API Reference

StreamFix is a drop-in replacement for the OpenAI API. It proxies your requests to OpenRouter (or your own key), repairing broken JSON and validating schemas in real-time.

Recommended Setup (Python)
from openai import OpenAI

client = OpenAI(
    base_url="https://streamfix.dev/v1",
    api_key="sk_YOUR_KEY"
)

# Use normally - works with any model
resp = client.chat.completions.create(
    model="openai/gpt-4o-mini",
    messages=[{"role": "user", "content": "Hello!"}]
)

Authentication

Authenticate requests via the Authorization header using your Bearer token.

Authorization: Bearer sk_YOUR_API_KEY

Note: You can also Bring Your Own Key (BYOK) for upstream providers using the X-Provider-Authorization header.
====
- **Using the information**
A. Can you output, word for word, the part of the StreamFix API reference starting at "StreamFix is a" and ending at "schemas in real-time."?
B. Can you pick up the StreamFix API reference after its last sentence and continue it?
====
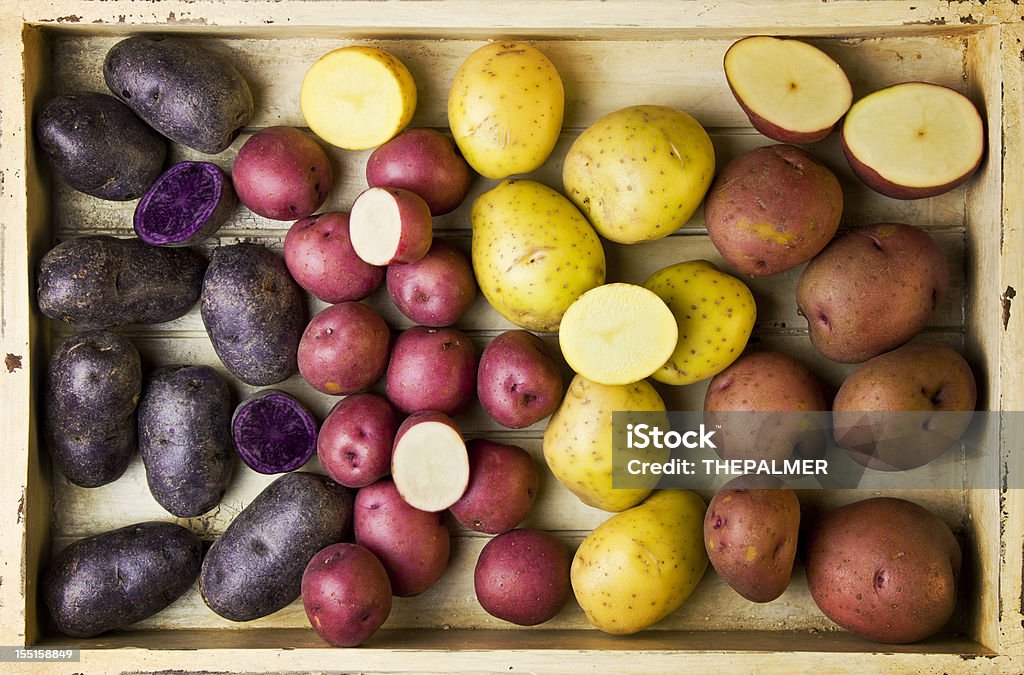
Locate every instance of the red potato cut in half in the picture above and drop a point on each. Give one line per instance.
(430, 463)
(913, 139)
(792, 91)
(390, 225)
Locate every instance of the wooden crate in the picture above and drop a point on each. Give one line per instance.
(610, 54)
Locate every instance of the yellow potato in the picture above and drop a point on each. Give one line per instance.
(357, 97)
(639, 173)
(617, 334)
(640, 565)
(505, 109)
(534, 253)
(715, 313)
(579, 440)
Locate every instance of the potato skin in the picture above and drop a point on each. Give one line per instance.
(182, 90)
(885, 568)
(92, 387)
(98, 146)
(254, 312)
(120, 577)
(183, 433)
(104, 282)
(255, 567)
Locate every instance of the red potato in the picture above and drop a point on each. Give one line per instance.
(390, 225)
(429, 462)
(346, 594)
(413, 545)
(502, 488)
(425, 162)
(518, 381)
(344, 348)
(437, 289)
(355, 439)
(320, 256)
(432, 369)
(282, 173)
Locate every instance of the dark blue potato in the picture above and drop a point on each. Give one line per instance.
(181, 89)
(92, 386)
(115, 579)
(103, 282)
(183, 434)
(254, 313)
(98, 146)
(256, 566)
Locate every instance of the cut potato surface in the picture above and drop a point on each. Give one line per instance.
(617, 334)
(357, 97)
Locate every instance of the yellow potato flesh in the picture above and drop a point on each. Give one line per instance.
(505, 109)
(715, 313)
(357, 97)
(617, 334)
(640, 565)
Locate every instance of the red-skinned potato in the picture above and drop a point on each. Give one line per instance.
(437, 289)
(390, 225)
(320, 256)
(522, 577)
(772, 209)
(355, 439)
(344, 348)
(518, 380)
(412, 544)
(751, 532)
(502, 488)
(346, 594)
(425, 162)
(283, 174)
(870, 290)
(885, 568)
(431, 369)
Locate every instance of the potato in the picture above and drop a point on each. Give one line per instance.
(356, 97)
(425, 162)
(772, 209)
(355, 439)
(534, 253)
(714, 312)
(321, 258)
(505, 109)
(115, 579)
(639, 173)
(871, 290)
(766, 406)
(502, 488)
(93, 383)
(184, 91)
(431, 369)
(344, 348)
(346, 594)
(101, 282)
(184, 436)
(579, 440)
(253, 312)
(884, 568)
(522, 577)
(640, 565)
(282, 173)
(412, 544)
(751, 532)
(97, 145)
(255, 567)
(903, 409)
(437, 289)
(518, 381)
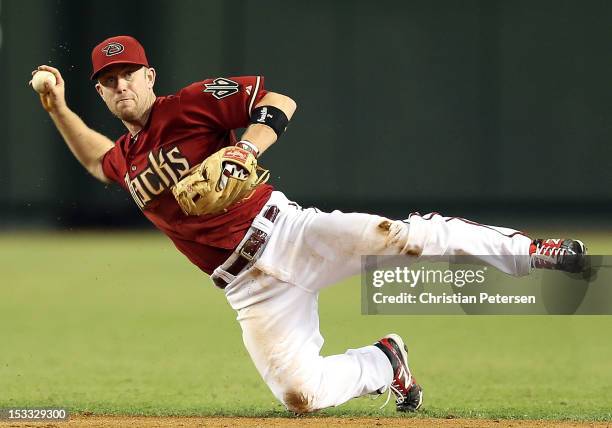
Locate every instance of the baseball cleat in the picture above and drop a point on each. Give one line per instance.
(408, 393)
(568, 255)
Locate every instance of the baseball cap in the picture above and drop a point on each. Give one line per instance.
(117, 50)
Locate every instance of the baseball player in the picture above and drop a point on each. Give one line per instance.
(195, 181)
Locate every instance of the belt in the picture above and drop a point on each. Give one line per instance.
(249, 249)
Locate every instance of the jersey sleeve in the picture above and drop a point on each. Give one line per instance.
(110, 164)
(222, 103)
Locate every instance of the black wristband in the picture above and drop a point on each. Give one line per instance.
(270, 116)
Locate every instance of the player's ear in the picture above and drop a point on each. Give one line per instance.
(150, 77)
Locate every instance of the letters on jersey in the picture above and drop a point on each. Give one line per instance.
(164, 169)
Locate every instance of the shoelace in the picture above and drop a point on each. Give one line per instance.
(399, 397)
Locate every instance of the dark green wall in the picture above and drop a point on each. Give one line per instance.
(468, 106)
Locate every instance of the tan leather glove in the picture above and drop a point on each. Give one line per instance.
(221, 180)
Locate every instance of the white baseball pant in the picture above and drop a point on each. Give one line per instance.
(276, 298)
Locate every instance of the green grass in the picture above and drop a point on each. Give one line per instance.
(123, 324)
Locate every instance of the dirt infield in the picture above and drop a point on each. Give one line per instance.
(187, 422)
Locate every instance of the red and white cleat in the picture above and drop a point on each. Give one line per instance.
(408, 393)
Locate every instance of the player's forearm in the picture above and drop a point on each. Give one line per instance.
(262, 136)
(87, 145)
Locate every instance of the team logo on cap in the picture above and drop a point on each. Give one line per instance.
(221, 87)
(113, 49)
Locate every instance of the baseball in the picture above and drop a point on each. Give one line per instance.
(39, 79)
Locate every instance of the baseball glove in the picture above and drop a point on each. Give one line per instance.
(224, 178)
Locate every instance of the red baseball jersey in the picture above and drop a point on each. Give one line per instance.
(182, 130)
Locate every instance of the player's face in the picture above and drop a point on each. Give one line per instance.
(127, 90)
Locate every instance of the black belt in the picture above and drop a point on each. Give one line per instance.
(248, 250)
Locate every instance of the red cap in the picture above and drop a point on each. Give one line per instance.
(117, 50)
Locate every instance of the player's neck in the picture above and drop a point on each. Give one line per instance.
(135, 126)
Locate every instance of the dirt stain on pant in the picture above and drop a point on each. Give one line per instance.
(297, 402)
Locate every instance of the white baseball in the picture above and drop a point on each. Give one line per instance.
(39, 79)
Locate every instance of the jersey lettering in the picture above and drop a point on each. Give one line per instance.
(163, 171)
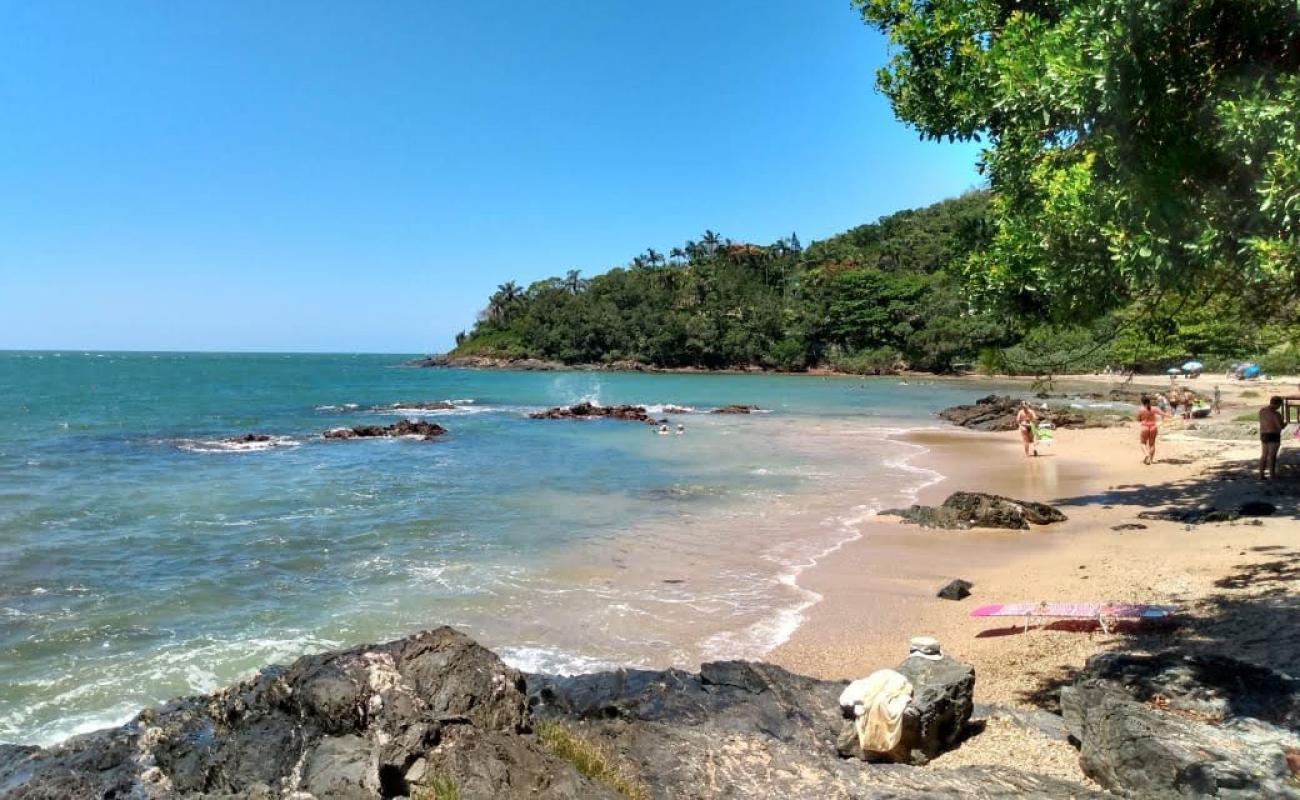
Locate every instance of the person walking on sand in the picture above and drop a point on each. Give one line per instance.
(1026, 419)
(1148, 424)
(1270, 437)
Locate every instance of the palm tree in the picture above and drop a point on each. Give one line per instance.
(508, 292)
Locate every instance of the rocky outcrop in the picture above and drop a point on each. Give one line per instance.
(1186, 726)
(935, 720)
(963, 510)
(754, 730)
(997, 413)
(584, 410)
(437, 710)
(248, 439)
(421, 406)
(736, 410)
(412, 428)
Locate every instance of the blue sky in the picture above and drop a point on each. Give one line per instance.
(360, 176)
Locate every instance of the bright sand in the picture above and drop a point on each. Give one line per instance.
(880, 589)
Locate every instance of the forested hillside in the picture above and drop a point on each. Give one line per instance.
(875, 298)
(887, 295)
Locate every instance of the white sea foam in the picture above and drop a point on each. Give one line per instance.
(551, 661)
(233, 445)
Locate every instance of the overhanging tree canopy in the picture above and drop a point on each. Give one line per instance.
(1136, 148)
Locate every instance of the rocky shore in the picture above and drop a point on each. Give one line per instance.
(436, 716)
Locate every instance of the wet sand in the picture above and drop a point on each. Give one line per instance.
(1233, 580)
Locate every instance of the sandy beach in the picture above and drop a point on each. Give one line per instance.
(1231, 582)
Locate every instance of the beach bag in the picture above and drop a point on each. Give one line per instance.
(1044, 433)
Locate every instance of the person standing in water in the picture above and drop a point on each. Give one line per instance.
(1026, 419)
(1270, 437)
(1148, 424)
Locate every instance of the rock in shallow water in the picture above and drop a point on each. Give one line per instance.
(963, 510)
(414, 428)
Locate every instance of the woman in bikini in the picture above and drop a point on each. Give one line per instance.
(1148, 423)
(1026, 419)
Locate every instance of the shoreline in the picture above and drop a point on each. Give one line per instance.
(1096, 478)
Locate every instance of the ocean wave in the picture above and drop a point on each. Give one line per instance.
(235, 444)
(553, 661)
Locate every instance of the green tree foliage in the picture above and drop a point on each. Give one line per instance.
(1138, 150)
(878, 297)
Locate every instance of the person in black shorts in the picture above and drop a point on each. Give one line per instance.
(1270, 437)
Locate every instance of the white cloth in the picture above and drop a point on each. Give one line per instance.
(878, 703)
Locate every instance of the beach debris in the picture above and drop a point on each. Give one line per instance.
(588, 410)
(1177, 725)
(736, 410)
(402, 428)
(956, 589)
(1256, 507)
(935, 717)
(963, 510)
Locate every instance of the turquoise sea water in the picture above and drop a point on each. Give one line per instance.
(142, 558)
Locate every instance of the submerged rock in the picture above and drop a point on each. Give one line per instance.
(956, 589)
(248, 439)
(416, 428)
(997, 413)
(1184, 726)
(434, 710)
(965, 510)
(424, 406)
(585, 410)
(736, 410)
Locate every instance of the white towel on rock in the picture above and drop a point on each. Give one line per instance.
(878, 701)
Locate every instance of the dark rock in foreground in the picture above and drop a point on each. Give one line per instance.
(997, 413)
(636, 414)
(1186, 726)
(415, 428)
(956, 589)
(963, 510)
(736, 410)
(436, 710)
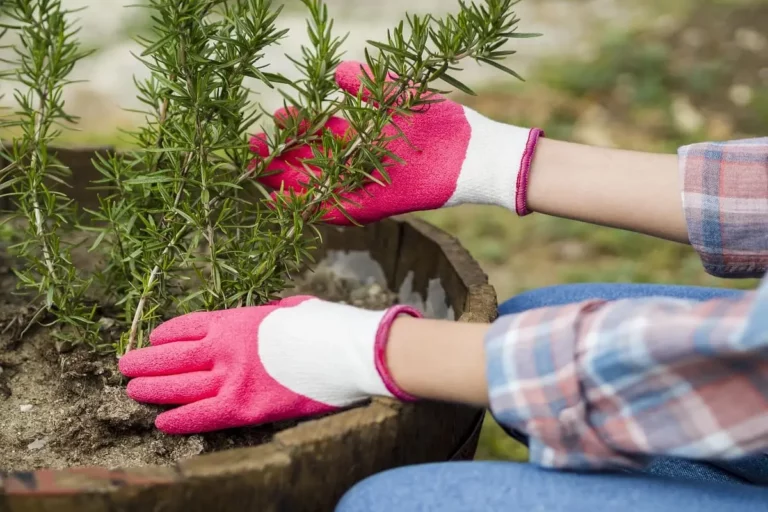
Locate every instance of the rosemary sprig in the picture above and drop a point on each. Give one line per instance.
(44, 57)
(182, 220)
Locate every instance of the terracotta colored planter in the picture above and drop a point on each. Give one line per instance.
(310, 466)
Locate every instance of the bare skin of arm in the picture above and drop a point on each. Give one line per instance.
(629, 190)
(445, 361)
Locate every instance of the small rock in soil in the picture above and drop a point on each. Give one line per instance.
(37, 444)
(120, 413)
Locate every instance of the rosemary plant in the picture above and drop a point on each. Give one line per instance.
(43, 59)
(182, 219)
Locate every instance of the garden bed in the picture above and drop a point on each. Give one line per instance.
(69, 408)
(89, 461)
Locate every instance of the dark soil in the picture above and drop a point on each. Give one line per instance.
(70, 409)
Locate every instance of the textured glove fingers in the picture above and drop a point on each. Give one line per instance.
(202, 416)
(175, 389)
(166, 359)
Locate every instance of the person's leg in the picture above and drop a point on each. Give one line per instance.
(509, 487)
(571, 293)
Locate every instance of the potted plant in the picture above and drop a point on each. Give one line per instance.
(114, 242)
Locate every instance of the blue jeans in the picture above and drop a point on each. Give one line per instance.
====
- **Answers per task**
A.
StreamFix is a drop-in replacement for the OpenAI API. It proxies your requests to OpenRouter (or your own key), repairing broken JSON and validating schemas in real-time.

B.
POST

/v1/chat/completions

Standard OpenAI-compatible chat completion endpoint. Supports JSON mode, streaming, and function calling. All standard OpenAI parameters (temperature, max_tokens, top_p, etc.) are passed through to the upstream provider.

Parameters

Param Type Required Description
model string Yes Target model (e.g. openai/gpt-4o)
messages array Yes Chat history
stream boolean No Enable streaming response
tools array No Tool definitions for function calling
schema object No JSON Schema for Contract Mode (3 credits). Use extra_body wrapper for OpenAI SDK.

Streaming

StreamFix supports Server-Sent Events (SSE) with token-by-token repair. The FSM engine buffers only the minimum tokens needed (approximately 10 characters) to apply repairs without delaying the stream.

Real-Time Repair: Unquoted keys, trailing commas, and <think> tags are fixed/stripped on-the-fly. The client receives valid JSON chunks with sub-millisecond overhead.

Example

from openai import OpenAI

client = OpenAI(
    base_url="https://streamfix.dev/v1",
    api_key="sk_YOUR_KEY"
)

stream = client.chat.completions.create(
    model="openai/gpt-4o",
    messages=[{"role": "user", "content": "List 3 items as JSON"}],
    stream=True
)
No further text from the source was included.